┌─ TEXT EXTRACT
2015-05-05 Thread Doug Wiegley
You’re definitely stuck on lbaas v1 until you upgrade to Kilo, but…

But, it would be possible to write an lbaasv1 driver for octavia, though 
octavia likely won’t be mature enough to be useful for that until the end of 
Liberty or so. Also, though “vendor” is a bad word in openstack (and that’s 
ok), there are a few vendor offerings, some of which will make v1 more usable 
and/or extend it with other features.

Can you describe what you’re trying to do, and we can make some suggestions?  
Worst case, we’re always looking to hear more use cases as we build things.

Thanks,
doug



 On May 4, 2015, at 10:14 PM, Daniel Comnea comnea.d...@gmail.com wrote:
 
 Thanks a bunch Doug, very clear  helpful info.
 
 so with that said those who run IceHouse or Juno are (more or less :) ) dead 
 in the water as the only option is v1 ...hmm
 
 Dani
 
 On Mon, May 4, 2015 at 10:21 PM, Doug Wiegley doug...@parksidesoftware.com 
 mailto:doug...@parksidesoftware.com wrote:
 lbaas v1:
 
 This is the original Neutron LBaaS, and what you see in Horizon or in the 
 neutron CLI as “lb-*”.  It has an haproxy backend, and a few vendors 
 supporting it. Feature-wise, it’s basically a byte pump.
 
 lbaas v2:
 
 This is the “new” Neutron LBaaS, and is in the neutron CLI as “lbaas-*” (it’s 
 not yet in Horizon.)  It first shipped in Kilo. It re-organizes the objects, 
 and adds TLS termination support, and has L7 plus other new goodies planned 
 in Liberty. It similarly has an haproxy reference backend with a few vendors 
 supporting it.
└─
┌─ MATERIAL SHOWN
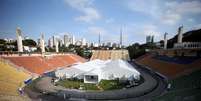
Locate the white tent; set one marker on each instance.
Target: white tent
(96, 70)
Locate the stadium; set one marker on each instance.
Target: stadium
(53, 66)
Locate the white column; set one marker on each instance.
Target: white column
(57, 46)
(19, 40)
(180, 32)
(165, 41)
(42, 43)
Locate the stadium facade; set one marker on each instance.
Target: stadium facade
(96, 70)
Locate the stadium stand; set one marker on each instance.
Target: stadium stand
(170, 66)
(40, 65)
(11, 79)
(110, 54)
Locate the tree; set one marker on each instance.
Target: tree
(29, 42)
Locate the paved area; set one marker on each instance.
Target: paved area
(153, 86)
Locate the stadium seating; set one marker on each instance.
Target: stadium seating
(169, 67)
(39, 64)
(11, 79)
(110, 54)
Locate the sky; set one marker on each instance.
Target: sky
(88, 18)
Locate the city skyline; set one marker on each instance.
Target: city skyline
(88, 18)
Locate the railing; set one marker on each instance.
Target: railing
(187, 45)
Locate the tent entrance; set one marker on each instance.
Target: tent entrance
(90, 78)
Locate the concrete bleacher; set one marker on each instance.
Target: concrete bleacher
(11, 79)
(110, 54)
(170, 67)
(39, 64)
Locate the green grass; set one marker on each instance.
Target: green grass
(185, 87)
(32, 85)
(111, 84)
(75, 84)
(104, 84)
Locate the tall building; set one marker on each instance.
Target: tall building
(180, 32)
(54, 40)
(120, 38)
(84, 42)
(50, 42)
(149, 39)
(165, 41)
(19, 39)
(42, 43)
(66, 40)
(57, 46)
(99, 39)
(73, 40)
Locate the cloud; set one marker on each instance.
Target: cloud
(96, 30)
(170, 18)
(145, 6)
(110, 20)
(176, 10)
(90, 13)
(167, 12)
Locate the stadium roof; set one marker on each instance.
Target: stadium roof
(109, 69)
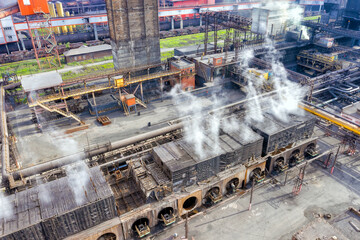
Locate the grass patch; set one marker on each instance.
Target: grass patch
(93, 70)
(166, 55)
(312, 18)
(26, 67)
(90, 61)
(193, 39)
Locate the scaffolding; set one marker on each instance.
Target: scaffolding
(234, 25)
(44, 42)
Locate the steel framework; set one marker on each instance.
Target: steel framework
(233, 24)
(44, 42)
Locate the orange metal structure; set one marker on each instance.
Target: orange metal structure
(130, 100)
(31, 7)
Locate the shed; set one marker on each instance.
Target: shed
(85, 53)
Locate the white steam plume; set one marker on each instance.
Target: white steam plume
(253, 88)
(44, 194)
(200, 127)
(6, 207)
(292, 14)
(78, 180)
(289, 94)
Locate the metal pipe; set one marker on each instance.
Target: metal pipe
(5, 145)
(82, 155)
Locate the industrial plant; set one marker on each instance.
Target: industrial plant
(180, 119)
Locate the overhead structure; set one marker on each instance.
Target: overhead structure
(43, 41)
(134, 32)
(330, 29)
(228, 21)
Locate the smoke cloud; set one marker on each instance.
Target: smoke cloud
(6, 207)
(78, 180)
(199, 128)
(288, 93)
(44, 194)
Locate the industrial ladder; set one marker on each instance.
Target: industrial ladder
(61, 112)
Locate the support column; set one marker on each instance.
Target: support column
(172, 23)
(66, 107)
(95, 31)
(95, 105)
(181, 23)
(142, 92)
(161, 88)
(22, 41)
(7, 49)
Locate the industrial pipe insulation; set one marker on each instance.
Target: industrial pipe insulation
(26, 172)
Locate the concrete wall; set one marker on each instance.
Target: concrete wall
(134, 32)
(287, 153)
(87, 56)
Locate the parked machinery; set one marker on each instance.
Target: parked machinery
(318, 62)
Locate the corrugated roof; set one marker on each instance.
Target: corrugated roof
(41, 81)
(85, 50)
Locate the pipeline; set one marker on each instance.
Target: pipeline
(97, 151)
(336, 119)
(5, 145)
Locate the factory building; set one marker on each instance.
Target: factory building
(140, 149)
(134, 33)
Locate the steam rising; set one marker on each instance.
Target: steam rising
(6, 208)
(44, 194)
(78, 179)
(289, 94)
(199, 130)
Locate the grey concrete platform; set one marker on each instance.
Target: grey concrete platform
(276, 213)
(37, 147)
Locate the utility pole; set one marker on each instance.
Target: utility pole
(299, 181)
(333, 166)
(251, 193)
(286, 177)
(187, 226)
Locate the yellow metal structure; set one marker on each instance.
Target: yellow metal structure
(53, 15)
(100, 87)
(70, 27)
(317, 61)
(331, 118)
(168, 218)
(119, 82)
(142, 230)
(259, 73)
(60, 12)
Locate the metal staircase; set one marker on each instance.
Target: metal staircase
(61, 112)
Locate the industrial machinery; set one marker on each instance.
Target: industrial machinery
(321, 63)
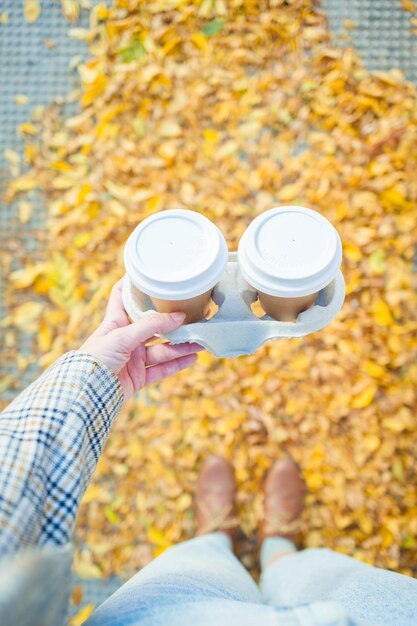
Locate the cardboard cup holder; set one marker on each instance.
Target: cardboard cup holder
(235, 330)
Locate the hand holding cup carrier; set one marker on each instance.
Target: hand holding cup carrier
(289, 257)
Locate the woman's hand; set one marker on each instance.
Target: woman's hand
(121, 345)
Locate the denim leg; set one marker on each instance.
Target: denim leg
(368, 594)
(199, 570)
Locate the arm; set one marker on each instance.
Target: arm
(52, 435)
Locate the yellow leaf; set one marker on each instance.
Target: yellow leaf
(365, 397)
(91, 494)
(25, 211)
(26, 276)
(382, 313)
(289, 192)
(352, 252)
(157, 537)
(26, 316)
(374, 369)
(32, 10)
(211, 135)
(82, 239)
(85, 569)
(44, 336)
(169, 129)
(84, 192)
(12, 157)
(199, 41)
(82, 615)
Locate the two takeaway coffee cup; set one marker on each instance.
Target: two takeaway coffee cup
(287, 254)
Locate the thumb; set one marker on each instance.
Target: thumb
(131, 336)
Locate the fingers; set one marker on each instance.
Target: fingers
(139, 332)
(166, 352)
(163, 370)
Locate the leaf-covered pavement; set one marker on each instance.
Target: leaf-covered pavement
(230, 109)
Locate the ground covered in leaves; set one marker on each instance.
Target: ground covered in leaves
(230, 109)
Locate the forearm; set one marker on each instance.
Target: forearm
(51, 438)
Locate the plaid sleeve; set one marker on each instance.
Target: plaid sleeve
(51, 437)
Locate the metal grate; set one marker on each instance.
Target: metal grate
(383, 33)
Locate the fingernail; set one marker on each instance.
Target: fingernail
(178, 317)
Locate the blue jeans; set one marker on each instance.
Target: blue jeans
(201, 583)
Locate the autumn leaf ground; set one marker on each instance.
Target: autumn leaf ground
(231, 110)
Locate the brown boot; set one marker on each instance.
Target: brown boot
(283, 502)
(216, 498)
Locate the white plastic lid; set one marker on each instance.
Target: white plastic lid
(175, 255)
(289, 251)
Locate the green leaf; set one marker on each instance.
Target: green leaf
(135, 51)
(214, 27)
(377, 261)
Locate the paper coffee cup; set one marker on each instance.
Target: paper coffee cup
(176, 257)
(288, 254)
└─
WORK TO BE COMPLETED:
According to the thread on Neutron LBaaS, in which release did lbaas v2 first ship?

COMPLETE ANSWER:
Kilo